### Records for this exercise
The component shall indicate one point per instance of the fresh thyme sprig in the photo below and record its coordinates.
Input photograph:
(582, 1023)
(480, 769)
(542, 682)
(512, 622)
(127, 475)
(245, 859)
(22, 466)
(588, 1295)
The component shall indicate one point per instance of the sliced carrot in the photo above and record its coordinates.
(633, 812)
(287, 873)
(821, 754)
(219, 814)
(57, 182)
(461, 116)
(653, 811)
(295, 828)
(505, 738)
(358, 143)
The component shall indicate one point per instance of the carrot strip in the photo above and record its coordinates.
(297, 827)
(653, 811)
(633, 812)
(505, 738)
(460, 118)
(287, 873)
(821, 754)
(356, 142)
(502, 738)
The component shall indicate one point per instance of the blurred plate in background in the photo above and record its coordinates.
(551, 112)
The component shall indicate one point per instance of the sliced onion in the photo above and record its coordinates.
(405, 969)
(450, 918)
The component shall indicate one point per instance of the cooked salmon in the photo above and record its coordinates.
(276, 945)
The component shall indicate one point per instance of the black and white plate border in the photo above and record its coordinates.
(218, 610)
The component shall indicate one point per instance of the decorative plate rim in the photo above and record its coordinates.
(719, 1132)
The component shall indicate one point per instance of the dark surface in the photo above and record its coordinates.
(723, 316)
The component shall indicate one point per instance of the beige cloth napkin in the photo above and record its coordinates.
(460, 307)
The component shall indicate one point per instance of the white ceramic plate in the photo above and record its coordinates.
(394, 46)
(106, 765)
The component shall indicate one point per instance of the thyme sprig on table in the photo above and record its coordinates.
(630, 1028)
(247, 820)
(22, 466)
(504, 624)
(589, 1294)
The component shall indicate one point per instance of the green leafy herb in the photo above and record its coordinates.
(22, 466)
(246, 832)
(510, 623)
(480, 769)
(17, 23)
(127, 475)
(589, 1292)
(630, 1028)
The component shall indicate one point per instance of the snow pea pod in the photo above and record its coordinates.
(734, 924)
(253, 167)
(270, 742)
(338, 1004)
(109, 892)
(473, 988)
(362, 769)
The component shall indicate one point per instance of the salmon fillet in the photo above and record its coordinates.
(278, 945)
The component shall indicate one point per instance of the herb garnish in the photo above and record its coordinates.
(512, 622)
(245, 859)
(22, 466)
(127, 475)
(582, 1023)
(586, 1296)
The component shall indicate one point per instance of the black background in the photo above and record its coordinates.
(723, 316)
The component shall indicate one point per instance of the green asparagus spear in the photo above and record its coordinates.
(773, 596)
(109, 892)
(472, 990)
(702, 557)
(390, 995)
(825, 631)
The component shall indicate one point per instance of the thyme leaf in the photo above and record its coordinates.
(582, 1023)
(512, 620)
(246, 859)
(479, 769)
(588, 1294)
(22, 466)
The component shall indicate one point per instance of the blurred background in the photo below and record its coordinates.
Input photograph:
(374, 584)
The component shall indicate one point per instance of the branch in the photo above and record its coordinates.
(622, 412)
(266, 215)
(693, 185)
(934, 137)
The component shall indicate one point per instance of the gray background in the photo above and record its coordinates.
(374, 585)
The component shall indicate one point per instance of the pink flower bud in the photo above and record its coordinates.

### Task description
From the data above, extract every line in its exact form.

### Finished answer
The component shall indicate one point per instance of the fresh thyme sprig in the photo below and record its coordinates.
Input photograph:
(582, 1023)
(480, 769)
(542, 682)
(512, 622)
(127, 475)
(245, 859)
(22, 466)
(588, 1295)
The component shall indicate one point per instance of the sliced carrot in the photo above and record its coordinates.
(633, 812)
(287, 873)
(821, 754)
(219, 814)
(57, 182)
(461, 116)
(653, 811)
(295, 828)
(505, 738)
(358, 143)
The component shall indicate one point per instance of the carrot strip in the photo above and record its coordinates.
(297, 827)
(653, 811)
(633, 812)
(505, 738)
(460, 118)
(287, 873)
(821, 754)
(356, 142)
(502, 738)
The component shall indicate one point per instance of the blurred plate in background in the photo above and record its coordinates.
(551, 112)
The component shall indicate one point per instance of the sliced onion in the photo above and record its coordinates.
(405, 969)
(450, 918)
The component shall indicate one point per instance of the cooked salmon in the photo above and record its coordinates.
(276, 945)
The component shall indicate one point per instance of the black and white plate border in the photo above and record its coordinates.
(218, 610)
The component shall indicate one point per instance of the decorative plate rim in the photo above and record its coordinates.
(719, 1132)
The component shall indicate one point per instance of the dark surface in the photo above and record its coordinates.
(723, 316)
The component shall indicate one point per instance of the beige cloth napkin in the photo above and record its coordinates.
(460, 307)
The component shall indicate one point per instance of the white ceramic plate in the photo above and record its coordinates.
(394, 46)
(106, 765)
The component shall indicate one point per instance of the thyme sprig on table in the photo above and record its coordinates.
(630, 1028)
(247, 820)
(22, 466)
(504, 624)
(589, 1294)
The component shall indicate one point per instance of the green leafy herb in the photo above and record its coordinates.
(22, 466)
(246, 832)
(510, 623)
(480, 769)
(17, 23)
(127, 475)
(589, 1292)
(630, 1028)
The component shall indicate one point per instance of the snow pea pod in the photo above and record its coordinates.
(734, 924)
(253, 167)
(270, 742)
(338, 1004)
(109, 892)
(473, 988)
(362, 769)
The component shall indicate one point per instance of the salmon fillet in the photo above and record its coordinates.
(278, 945)
The component shall indicate one point per instance of the herb garnish in the photo above and record its coordinates.
(512, 622)
(245, 859)
(22, 466)
(127, 475)
(582, 1023)
(586, 1296)
The component shall indicate one point per instance of the black background in the photo above and record its coordinates.
(723, 316)
The component shall indicate one point per instance of the green asparagus spear in the photo above and record its coordinates.
(773, 596)
(109, 892)
(472, 990)
(702, 557)
(390, 995)
(825, 631)
The component shall indicate one point per instance of the thyme leaf in the photo above and record its coordinates.
(582, 1023)
(512, 620)
(246, 859)
(479, 769)
(588, 1294)
(22, 466)
The component shall indicate one point per instance of the blurred background in the photo below and record its coordinates.
Input photograph:
(374, 584)
The component shall indicate one point per instance of the branch in the photo above and record its coordinates.
(622, 412)
(266, 215)
(693, 185)
(934, 137)
The component shall indicate one point per instance of the gray background in the photo above and record its coordinates.
(374, 585)
The component shall indicate one point per instance of the pink flower bud in the photo above and record its coordinates.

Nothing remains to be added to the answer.